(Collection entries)

::::::

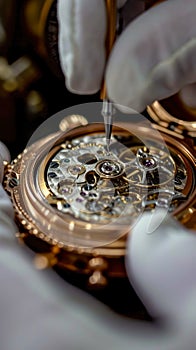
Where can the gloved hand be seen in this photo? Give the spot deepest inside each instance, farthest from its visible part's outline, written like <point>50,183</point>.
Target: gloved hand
<point>152,59</point>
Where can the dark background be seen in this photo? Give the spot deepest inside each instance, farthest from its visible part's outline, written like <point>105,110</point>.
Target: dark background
<point>41,90</point>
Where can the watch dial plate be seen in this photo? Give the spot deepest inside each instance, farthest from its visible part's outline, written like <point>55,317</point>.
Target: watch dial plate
<point>90,184</point>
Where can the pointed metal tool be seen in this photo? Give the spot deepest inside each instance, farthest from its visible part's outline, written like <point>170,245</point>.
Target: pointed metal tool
<point>108,108</point>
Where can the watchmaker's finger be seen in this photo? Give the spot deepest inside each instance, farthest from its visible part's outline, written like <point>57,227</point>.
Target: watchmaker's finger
<point>161,263</point>
<point>188,96</point>
<point>155,55</point>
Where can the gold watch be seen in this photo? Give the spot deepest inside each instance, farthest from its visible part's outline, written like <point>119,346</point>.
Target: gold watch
<point>75,203</point>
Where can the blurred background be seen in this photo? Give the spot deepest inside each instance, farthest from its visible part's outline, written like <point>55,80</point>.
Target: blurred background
<point>31,83</point>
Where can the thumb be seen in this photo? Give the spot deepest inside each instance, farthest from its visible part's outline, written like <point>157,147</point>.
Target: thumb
<point>161,265</point>
<point>155,55</point>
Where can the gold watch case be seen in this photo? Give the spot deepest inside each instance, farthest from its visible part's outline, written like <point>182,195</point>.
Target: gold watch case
<point>75,204</point>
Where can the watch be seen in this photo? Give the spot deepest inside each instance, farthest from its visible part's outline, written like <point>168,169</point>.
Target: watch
<point>75,203</point>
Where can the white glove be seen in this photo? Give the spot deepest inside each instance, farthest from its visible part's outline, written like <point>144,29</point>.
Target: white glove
<point>153,58</point>
<point>40,311</point>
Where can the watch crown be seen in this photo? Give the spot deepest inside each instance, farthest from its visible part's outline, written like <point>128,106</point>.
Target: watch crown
<point>97,280</point>
<point>45,260</point>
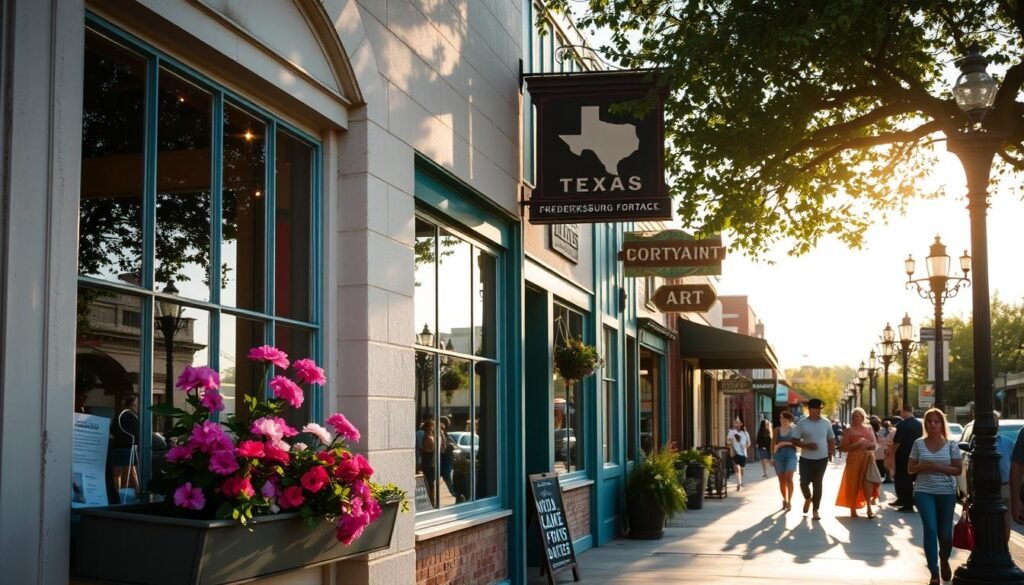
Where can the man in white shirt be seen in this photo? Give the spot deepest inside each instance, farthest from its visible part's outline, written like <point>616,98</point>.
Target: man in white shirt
<point>738,442</point>
<point>816,441</point>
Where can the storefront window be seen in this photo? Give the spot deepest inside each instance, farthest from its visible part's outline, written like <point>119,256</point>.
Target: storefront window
<point>174,249</point>
<point>567,407</point>
<point>457,366</point>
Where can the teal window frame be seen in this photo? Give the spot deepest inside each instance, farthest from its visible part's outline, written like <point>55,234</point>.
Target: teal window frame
<point>156,59</point>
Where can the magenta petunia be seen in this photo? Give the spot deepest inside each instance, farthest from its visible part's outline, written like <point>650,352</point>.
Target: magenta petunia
<point>307,371</point>
<point>189,498</point>
<point>180,452</point>
<point>213,401</point>
<point>291,498</point>
<point>287,390</point>
<point>223,462</point>
<point>314,478</point>
<point>343,427</point>
<point>201,377</point>
<point>251,449</point>
<point>269,354</point>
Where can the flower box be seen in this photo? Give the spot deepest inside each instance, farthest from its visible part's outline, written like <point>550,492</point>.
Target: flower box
<point>127,544</point>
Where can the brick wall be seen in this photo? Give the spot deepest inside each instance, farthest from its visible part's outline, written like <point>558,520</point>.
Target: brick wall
<point>578,511</point>
<point>474,555</point>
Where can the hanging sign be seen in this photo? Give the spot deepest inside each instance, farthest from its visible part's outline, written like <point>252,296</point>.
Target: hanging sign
<point>550,515</point>
<point>596,162</point>
<point>684,298</point>
<point>671,253</point>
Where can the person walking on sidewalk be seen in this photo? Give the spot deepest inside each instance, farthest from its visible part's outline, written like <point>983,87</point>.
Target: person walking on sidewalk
<point>814,436</point>
<point>785,458</point>
<point>907,431</point>
<point>936,460</point>
<point>739,442</point>
<point>764,447</point>
<point>860,477</point>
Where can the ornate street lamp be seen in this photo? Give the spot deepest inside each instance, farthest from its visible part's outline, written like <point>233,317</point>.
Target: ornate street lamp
<point>976,93</point>
<point>169,321</point>
<point>872,371</point>
<point>861,376</point>
<point>940,287</point>
<point>888,351</point>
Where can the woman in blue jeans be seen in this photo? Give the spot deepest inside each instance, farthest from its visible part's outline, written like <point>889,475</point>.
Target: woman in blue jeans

::::::

Convert every line of the entries above into a numbered list, skipping any blank lines and leaving out the pictures.

1. Where can the gloved hand be seen in this photo? Give the spot deepest inside each instance, farthest from its visible part's outline, written like <point>50,183</point>.
2. Target: gloved hand
3. <point>152,59</point>
4. Where can the dark background be seen in this photo? Give the spot deepest inside each instance, farthest from its visible part's outline, written like <point>105,110</point>.
5. Target: dark background
6. <point>41,90</point>
7. Where can the watch dial plate be seen in this photo? Give the spot deepest inside each instance, farthest from its visible part's outline, written like <point>55,317</point>.
8. Target: watch dial plate
9. <point>90,184</point>
10. Where can the pointed metal tool be seen in this photo? Give the spot deepest inside each instance, farthest from its visible part's outline, written like <point>170,245</point>.
11. Target: pointed metal tool
12. <point>108,108</point>
13. Where can the watchmaker's finger be seen in this photo? Give the spot deepest inside each instance, farthest from its visible part's outline, written like <point>57,227</point>.
14. Target: watchmaker's finger
15. <point>161,263</point>
16. <point>188,96</point>
17. <point>155,55</point>
18. Where can the gold watch be seen in this photo? Give the spot deepest inside each instance, farthest from its visible part's outline, written like <point>119,346</point>.
19. Target: gold watch
20. <point>75,203</point>
21. Where can the blurred background be seen in this photo? Give the spot deepest inside each instance, farthest from its visible part's outline, written like <point>55,80</point>.
22. Target: blurred background
23. <point>31,83</point>
24. Where can the thumb be seen in this photo? Give the spot deepest inside each instance, farthest from its visible part's outline, written like <point>157,147</point>.
25. Target: thumb
26. <point>161,265</point>
27. <point>155,55</point>
28. Where can the gold watch case be seen in this photo? Give the spot deepest inside each instance, farthest from its visible part's outline, written like <point>182,195</point>.
29. Target: gold watch case
30. <point>75,204</point>
31. Where can the watch be seen in this photo? Give the spot deepest inside each instance, farthest from its visible part's outline, written like <point>168,169</point>.
32. Target: watch
33. <point>75,203</point>
34. Where can the white glove be seen in this photo? Give the spot deepest inside each instance, farthest from its visible part's outline, written like <point>144,29</point>.
35. Target: white glove
36. <point>153,58</point>
37. <point>40,311</point>
38. Where can the watch crown be seen in this photo? Give the spot deepest inside each instance, farthest from its visible part's outline, written like <point>128,106</point>.
39. Target: watch crown
40. <point>97,280</point>
41. <point>45,260</point>
42. Where can the man in white shirt be seen in this photo? Give the spot deepest inside each instance, farthest from its visible part's outline, written like <point>616,98</point>.
43. Target: man in white shirt
44. <point>738,442</point>
45. <point>816,441</point>
46. Where can the storefront window be seen in this photo? Give the spot deepest inside each instance, farthest from its visible part's outline, written like <point>119,256</point>.
47. Target: storefront window
48. <point>174,249</point>
49. <point>567,407</point>
50. <point>457,366</point>
51. Where can the teal window frame be seen in this photo? Give the spot deepest inside each instance, farthest from its visible part's outline, written like <point>55,234</point>.
52. Target: teal window frame
53. <point>156,59</point>
54. Where can the magenta petunia be seen in this photo? Give the spot deepest inside each instance, farthest from its visible part's outline, written like <point>650,352</point>.
55. Target: magenta petunia
56. <point>307,371</point>
57. <point>189,498</point>
58. <point>180,452</point>
59. <point>213,401</point>
60. <point>291,498</point>
61. <point>287,390</point>
62. <point>223,462</point>
63. <point>314,478</point>
64. <point>343,427</point>
65. <point>201,377</point>
66. <point>251,449</point>
67. <point>269,354</point>
68. Where can the flower box be seen in this photo? Give the spot deepest inside each instance, farthest from its visible part's outline, written like <point>550,492</point>.
69. Target: flower box
70. <point>127,544</point>
71. Where can the brick wall be seen in this photo? Give the spot deepest inside each instance, farthest from its visible part's outline, written like <point>558,520</point>.
72. Target: brick wall
73. <point>578,511</point>
74. <point>474,555</point>
75. Where can the hanging sign be seen in this photo? Give the spot deepest inside each instance, farthest from its visible part's outline, written like <point>252,296</point>.
76. Target: hanging sign
77. <point>550,515</point>
78. <point>596,162</point>
79. <point>684,298</point>
80. <point>671,253</point>
81. Where can the person walking on sidewalk be seen in this photo? Give the spot deepest inside each instance, farthest from its visible part's outline, written like <point>983,87</point>.
82. Target: person walking on sidewalk
83. <point>814,436</point>
84. <point>785,458</point>
85. <point>907,431</point>
86. <point>936,460</point>
87. <point>739,442</point>
88. <point>764,447</point>
89. <point>860,477</point>
90. Where can the ornate street lamp be seen in this photo? Give the spot deepest inside each instance, farthest from its visible part's outline, written like <point>233,317</point>.
91. Target: ornate street lamp
92. <point>976,93</point>
93. <point>169,321</point>
94. <point>872,371</point>
95. <point>861,376</point>
96. <point>940,287</point>
97. <point>888,351</point>
98. Where can the woman in blue jeans be seen in this photo? Give the spot deepest inside each instance, farthest from its visible part's outline, written like <point>889,475</point>.
99. Target: woman in blue jeans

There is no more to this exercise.